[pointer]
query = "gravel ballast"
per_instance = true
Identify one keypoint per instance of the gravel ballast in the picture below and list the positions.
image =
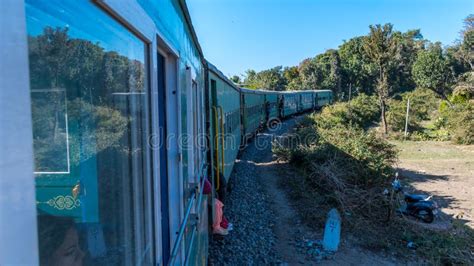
(248, 208)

Task objective =>
Your copy should hold each line above exactly and no pictures at all.

Your solution =>
[pointer]
query = "gravel ballast"
per_instance = true
Identify one keypoint per instance of the gravel ballast in the picture below and list the positions.
image =
(248, 208)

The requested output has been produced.